EXERCISE AIM:
Begin with the line where "TARGET = beard" appears. Set down that line and the rest of the records below it exactly as given.
________________________________________
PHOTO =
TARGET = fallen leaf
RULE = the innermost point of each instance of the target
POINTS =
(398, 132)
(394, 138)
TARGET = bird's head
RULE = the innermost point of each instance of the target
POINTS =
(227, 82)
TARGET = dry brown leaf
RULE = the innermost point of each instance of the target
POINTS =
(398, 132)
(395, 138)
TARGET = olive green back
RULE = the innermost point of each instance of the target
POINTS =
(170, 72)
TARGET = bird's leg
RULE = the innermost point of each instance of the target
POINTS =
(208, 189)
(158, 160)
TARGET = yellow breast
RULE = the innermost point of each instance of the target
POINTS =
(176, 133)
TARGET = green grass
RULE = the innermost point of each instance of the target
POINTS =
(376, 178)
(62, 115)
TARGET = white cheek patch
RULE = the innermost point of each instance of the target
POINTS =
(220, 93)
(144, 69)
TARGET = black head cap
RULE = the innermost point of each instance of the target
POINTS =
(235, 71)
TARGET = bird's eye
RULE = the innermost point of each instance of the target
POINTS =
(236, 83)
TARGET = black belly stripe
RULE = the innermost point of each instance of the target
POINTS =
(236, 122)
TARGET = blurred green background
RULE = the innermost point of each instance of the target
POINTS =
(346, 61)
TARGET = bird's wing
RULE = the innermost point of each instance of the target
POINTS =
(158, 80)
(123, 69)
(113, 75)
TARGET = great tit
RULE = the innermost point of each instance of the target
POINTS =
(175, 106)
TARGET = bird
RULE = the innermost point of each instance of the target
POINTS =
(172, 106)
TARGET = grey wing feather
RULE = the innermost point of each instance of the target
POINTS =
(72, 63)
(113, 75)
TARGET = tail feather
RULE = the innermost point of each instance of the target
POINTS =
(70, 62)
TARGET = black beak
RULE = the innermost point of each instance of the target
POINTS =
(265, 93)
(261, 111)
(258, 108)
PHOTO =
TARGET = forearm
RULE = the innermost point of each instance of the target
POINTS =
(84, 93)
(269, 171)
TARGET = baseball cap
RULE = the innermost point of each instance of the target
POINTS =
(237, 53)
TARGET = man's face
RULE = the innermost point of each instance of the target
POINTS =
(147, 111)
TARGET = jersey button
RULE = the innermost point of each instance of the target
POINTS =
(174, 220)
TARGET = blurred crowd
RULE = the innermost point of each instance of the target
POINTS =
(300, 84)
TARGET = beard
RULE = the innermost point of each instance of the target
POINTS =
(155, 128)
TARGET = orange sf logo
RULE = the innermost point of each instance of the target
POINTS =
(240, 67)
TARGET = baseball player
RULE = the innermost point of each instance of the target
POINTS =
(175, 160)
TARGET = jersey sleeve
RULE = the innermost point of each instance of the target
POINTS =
________________________________________
WRITTEN ANSWER:
TARGET = beard
RULE = the innermost point of each instance of the target
POINTS =
(155, 128)
TARGET = orange sf logo
RULE = the innermost point of each instance of the target
POINTS =
(240, 67)
TARGET = baseball player
RULE = the innermost point of each instance of the target
POINTS =
(175, 160)
TARGET = jersey sleeve
RULE = the innermost point of each instance of the target
POINTS =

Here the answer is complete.